[Your tasks]
[A] Answer these from the passage on specie payments:
(i) What does the provision that closes the bill authorize?
(ii) In other words, what does the necessity of specie payments mean?
(iii) Until specie payments are accomplished, how does Financial Reconstruction exist?
[B] Duplicate part of the passage on specie payments word for word. Begin at the words "The bill closes" and stop after the words "toward specie payments.".

[Given text]
--------------------------------

The bill closes with a provision authorizing contracts in coin, instead of greenbacks, according to the agreement of parties. This authority is in harmony with the other provisions of the bill, and is still another step toward specie payments.


I am now brought to the last branch of this discussion, in which all the others are absorbed: I mean the necessity of specie payments, or, in other words, the necessity of coin in the place of inconvertible paper. Other things are means to this end: this is the end itself. Until this is accomplished, Financial Reconstruction exists in aspiration only, and not in reality.

--------------------------------

[Source data]
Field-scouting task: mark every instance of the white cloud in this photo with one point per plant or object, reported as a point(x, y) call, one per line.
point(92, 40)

--------------------------------

[Exercise answers]
[A]
(i) It authorizes contracts in coin instead of greenbacks, according to the agreement of parties.
(ii) It means the necessity of coin in the place of inconvertible paper.
(iii) It exists in aspiration only, not in reality.

[B]
The bill closes with a provision authorizing contracts in coin, instead of greenbacks, according to the agreement of parties. This authority is in harmony with the other provisions of the bill, and is still another step toward specie payments.